Task requirements: Which lines of the records contain the word "border"? Select each of them and copy it out in full.

[Start of Entries shown]

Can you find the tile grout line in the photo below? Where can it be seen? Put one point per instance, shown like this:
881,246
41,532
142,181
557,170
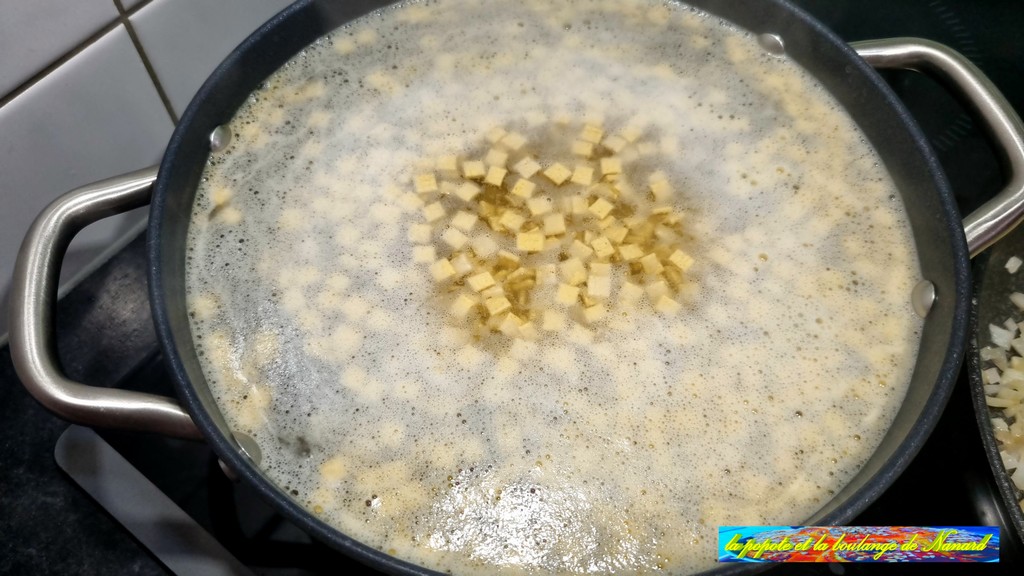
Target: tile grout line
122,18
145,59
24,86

[End of Entries shown]
[Start of Entries shown]

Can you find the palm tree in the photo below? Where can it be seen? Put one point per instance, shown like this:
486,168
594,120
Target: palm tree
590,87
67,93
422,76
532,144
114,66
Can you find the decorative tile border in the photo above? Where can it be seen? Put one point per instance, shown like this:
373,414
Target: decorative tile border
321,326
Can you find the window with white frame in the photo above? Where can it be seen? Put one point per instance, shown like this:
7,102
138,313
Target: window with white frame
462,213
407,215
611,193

[End of Entries shown]

Result of the exercise:
Can you find the decorative tile border in the photo above? Where can it be seen? Put one point per instance, shown like this:
Target: decorative tile border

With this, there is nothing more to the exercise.